WHAT IS EXPECTED: According to the passage on social theory, why is social theory useful?

DOCUMENT PASSAGE:
This is slightly different from the first reason above insofar as the emphasis is less on correlating the concepts of a theory to aspects of a phenomena that can be discovered, observed, measured, counted, and so on, and more on how those concepts may serve to bring together experiences or phenomena that would otherwise seem confusing or random. By bringing together experiences—for instance, being spoken to in a condescending way often—under a theoretical concept (e.g. sexism), it allows us to make sense of situations and perhaps formulate a response to them. In short, social theory is useful because it can be shown to have practical consequences for living and acting in the world.

EXTRACTED DATA:
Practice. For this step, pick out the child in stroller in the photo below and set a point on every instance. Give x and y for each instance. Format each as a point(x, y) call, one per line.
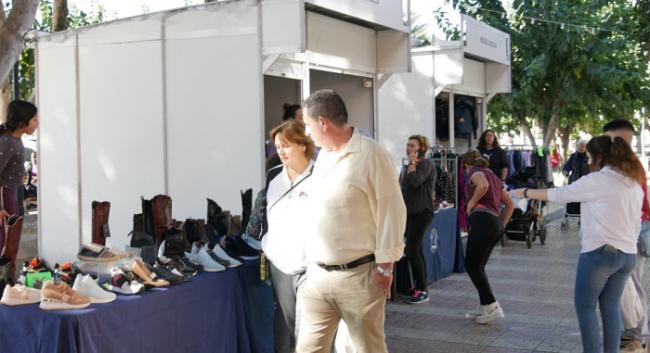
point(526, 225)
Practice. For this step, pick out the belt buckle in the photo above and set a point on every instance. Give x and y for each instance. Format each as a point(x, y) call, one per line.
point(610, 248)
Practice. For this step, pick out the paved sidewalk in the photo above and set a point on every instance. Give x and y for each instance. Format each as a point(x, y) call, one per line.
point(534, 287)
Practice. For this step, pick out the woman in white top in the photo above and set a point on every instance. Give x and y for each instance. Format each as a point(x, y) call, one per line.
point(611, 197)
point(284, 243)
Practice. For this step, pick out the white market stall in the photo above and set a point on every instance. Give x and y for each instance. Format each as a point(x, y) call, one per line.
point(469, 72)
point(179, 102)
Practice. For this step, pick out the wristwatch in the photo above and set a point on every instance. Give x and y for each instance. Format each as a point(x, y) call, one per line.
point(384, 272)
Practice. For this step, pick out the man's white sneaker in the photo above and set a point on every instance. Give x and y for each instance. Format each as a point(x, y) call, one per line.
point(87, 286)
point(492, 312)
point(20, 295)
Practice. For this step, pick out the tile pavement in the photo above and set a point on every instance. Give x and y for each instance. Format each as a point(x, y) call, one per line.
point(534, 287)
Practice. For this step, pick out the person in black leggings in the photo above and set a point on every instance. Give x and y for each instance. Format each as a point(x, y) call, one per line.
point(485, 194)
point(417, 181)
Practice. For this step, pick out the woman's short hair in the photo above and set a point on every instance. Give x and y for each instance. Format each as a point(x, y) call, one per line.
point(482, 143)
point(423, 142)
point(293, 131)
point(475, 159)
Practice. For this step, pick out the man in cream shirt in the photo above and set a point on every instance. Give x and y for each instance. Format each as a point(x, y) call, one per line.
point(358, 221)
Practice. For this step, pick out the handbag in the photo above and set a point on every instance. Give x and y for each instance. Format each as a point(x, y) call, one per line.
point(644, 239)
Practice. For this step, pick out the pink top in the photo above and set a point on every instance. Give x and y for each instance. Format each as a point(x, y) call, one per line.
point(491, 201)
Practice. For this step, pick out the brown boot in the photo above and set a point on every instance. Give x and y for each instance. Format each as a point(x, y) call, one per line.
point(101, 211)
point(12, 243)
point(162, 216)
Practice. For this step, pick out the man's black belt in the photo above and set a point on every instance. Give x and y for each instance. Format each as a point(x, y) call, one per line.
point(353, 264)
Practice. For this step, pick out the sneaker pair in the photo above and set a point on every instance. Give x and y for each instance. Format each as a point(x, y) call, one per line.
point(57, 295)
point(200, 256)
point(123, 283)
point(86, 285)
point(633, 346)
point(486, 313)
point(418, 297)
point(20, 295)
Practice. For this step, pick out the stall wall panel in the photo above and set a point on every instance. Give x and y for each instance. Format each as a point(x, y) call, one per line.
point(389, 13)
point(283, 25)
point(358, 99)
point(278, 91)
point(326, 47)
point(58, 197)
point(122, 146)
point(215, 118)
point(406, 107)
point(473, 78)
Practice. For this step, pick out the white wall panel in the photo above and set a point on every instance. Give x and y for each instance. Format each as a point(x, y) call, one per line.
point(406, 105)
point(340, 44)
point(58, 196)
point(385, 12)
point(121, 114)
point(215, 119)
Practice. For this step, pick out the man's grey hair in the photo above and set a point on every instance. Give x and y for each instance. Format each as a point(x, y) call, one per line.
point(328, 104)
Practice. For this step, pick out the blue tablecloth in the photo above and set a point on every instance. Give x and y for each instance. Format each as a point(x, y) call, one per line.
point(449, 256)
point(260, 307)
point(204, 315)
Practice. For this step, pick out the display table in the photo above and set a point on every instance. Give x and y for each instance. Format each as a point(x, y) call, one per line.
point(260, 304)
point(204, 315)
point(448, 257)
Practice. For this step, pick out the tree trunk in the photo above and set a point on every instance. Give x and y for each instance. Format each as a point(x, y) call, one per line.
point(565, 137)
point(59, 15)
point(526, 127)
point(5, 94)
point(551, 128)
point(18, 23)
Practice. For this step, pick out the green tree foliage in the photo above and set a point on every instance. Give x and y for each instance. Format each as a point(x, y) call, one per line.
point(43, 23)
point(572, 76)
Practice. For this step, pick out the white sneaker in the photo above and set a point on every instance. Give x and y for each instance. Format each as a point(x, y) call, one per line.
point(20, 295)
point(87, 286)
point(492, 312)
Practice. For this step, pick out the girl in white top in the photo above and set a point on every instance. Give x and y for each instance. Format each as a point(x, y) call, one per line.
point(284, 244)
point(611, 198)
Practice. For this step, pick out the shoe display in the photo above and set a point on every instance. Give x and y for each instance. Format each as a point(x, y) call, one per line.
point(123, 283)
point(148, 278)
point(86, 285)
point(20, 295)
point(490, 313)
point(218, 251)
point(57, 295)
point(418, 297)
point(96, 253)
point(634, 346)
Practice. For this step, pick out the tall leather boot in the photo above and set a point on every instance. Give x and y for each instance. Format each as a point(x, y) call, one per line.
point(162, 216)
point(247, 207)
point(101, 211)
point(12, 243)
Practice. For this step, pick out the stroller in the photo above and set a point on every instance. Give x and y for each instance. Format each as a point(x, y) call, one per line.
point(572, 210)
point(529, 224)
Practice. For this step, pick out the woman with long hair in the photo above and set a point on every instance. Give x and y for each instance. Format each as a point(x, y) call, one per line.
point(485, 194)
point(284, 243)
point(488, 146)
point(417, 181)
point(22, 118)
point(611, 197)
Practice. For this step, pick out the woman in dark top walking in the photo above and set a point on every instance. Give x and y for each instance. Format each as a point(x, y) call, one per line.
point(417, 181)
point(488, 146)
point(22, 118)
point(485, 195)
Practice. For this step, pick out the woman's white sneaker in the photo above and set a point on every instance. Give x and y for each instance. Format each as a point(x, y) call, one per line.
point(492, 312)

ANSWER TO THE EXERCISE: It can be shown to have practical consequences for living and acting in the world.